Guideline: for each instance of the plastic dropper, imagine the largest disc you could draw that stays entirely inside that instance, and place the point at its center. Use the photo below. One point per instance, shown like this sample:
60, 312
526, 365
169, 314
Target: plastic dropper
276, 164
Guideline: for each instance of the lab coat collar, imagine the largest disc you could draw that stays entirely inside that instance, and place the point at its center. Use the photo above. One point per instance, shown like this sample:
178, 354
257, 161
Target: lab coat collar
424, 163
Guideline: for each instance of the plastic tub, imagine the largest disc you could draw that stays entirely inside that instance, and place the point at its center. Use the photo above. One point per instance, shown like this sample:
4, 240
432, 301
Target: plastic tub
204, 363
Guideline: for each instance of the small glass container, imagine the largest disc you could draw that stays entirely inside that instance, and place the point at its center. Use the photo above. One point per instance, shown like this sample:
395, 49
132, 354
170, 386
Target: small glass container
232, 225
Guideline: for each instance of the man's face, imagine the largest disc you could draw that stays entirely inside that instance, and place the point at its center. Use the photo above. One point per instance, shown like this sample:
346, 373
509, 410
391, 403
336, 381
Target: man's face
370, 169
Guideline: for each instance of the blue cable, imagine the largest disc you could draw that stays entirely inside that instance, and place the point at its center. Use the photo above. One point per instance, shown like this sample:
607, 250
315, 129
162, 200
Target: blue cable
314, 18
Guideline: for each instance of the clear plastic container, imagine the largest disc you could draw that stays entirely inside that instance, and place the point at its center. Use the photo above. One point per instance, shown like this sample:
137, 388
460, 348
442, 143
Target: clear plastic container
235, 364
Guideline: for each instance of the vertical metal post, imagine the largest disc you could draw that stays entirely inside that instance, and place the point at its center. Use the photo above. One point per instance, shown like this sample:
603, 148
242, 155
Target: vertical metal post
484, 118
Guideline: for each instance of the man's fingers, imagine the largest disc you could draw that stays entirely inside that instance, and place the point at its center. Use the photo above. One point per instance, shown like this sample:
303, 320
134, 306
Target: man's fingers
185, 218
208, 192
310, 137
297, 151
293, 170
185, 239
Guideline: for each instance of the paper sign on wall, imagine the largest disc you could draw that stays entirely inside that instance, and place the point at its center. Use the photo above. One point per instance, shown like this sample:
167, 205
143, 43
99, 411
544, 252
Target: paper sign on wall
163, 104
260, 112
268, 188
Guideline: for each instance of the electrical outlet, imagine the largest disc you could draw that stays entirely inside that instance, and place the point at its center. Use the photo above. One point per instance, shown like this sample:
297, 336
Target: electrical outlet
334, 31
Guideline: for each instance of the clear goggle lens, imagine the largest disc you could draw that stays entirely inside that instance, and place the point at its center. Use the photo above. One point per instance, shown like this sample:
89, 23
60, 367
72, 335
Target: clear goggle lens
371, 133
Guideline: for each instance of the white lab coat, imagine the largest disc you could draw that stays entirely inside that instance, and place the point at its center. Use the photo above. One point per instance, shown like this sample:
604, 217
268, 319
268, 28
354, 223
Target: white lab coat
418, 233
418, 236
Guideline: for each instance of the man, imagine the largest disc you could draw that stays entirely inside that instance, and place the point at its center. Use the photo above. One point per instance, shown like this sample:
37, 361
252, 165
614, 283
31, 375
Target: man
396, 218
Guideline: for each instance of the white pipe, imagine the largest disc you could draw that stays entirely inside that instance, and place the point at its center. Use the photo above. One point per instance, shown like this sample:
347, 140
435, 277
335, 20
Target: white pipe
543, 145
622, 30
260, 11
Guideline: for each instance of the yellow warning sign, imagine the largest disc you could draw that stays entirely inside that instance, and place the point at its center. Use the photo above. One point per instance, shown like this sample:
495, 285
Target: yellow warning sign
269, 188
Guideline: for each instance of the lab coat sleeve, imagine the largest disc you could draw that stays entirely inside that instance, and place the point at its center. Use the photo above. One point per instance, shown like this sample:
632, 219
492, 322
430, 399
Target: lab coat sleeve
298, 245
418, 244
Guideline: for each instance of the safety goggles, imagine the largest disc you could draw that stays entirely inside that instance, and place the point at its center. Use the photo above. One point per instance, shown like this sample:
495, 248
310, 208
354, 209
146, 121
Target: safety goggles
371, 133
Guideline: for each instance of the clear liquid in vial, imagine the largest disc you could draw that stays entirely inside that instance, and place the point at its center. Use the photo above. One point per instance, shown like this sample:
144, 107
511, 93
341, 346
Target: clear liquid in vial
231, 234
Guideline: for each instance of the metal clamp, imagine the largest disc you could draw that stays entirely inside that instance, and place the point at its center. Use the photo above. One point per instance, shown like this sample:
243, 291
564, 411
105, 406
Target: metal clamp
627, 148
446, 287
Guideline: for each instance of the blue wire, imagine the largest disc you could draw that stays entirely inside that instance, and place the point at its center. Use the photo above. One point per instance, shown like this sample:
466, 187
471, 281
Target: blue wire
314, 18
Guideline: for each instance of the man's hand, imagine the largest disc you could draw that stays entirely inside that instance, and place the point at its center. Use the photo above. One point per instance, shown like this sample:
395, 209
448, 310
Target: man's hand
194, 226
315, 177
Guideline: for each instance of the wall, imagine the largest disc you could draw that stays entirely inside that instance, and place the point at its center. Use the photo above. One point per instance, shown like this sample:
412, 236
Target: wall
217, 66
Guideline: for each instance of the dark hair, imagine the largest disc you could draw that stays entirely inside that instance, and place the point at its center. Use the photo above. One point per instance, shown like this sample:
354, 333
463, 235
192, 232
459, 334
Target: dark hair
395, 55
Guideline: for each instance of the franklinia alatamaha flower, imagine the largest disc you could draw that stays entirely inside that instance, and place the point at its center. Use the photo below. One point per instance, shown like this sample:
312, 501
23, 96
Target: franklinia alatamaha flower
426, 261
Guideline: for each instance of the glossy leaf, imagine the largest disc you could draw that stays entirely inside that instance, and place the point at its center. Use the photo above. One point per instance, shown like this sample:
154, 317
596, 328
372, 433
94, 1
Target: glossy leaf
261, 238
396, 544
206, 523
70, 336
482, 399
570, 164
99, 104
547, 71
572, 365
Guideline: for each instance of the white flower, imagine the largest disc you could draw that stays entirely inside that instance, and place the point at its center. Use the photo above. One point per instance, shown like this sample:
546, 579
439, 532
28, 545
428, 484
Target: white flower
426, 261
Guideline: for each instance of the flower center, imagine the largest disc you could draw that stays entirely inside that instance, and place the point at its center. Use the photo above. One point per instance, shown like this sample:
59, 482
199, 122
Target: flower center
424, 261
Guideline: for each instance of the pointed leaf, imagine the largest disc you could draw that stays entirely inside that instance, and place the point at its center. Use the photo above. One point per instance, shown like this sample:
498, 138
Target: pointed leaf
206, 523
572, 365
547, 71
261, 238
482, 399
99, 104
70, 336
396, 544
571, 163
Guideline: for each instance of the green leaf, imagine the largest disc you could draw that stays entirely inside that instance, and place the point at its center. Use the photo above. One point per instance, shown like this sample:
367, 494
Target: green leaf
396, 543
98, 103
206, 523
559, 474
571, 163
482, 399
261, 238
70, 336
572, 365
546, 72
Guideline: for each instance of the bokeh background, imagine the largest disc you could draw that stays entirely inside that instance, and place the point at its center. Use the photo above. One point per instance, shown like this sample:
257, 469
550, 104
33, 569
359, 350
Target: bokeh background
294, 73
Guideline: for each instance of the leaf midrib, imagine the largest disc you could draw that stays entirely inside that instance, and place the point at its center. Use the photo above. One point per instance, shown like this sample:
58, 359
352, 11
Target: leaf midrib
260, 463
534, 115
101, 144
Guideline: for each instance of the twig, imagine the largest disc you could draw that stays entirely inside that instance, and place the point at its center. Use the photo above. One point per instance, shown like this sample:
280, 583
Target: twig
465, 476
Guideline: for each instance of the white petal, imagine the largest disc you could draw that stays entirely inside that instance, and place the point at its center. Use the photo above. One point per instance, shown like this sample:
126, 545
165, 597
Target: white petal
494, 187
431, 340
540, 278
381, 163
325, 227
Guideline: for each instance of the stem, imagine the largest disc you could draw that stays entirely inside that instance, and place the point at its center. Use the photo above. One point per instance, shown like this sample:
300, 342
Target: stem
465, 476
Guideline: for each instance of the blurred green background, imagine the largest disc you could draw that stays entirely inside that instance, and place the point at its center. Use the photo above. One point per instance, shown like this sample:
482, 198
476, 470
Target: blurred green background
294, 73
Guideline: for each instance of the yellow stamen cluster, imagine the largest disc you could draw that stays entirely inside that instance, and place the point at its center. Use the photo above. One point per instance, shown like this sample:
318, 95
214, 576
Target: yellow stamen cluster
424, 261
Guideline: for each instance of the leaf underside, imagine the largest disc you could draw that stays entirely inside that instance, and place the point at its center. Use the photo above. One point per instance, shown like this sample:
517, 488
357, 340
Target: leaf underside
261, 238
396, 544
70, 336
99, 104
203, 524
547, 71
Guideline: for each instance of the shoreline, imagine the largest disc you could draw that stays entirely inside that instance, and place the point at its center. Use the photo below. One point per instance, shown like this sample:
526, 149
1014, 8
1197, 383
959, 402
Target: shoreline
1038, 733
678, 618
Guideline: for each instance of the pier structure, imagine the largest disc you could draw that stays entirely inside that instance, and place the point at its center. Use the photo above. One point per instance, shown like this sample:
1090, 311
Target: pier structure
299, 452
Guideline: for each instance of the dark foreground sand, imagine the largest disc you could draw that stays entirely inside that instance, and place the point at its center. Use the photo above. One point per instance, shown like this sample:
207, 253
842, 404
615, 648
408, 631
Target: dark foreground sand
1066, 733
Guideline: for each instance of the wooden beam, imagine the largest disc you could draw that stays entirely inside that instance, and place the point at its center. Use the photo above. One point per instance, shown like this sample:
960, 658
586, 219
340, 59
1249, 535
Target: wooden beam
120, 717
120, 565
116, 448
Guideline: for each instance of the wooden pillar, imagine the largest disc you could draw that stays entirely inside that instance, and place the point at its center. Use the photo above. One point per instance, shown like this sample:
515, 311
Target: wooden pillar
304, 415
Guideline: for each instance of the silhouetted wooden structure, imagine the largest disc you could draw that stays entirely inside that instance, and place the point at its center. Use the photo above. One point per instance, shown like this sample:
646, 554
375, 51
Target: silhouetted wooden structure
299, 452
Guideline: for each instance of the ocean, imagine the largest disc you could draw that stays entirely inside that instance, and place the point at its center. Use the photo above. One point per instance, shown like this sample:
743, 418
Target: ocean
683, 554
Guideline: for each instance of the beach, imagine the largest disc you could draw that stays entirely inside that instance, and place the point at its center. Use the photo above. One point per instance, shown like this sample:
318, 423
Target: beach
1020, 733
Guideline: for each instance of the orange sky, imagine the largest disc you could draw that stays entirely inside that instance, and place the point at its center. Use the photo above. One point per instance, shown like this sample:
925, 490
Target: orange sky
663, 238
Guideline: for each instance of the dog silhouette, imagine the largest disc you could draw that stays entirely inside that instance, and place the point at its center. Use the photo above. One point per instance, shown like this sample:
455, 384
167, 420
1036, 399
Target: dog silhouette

ABOUT THIS TASK |
Filter the listing above so that only lines holding the word "below" remain, and report those lines.

ANSWER SECTION |
Guideline: for each instance of the plastic dropper, imagine the largest disc you could draw that stays entirely inside that instance, and place the point at its center. Use the photo below. One point per instance, shown like this sample:
Guideline: for each instance of the franklinia alatamaha flower, imagine the largest disc you could draw that stays entirely inside that instance, and place the point at its center. Use the photo below. One point per instance, shown like this sample:
Guideline: for each instance of the shoreline, imagine the largest disc you could draw that stays entirely inside that instance, and place the point at its center. Use the photo below. One point per instance, shown like this sample:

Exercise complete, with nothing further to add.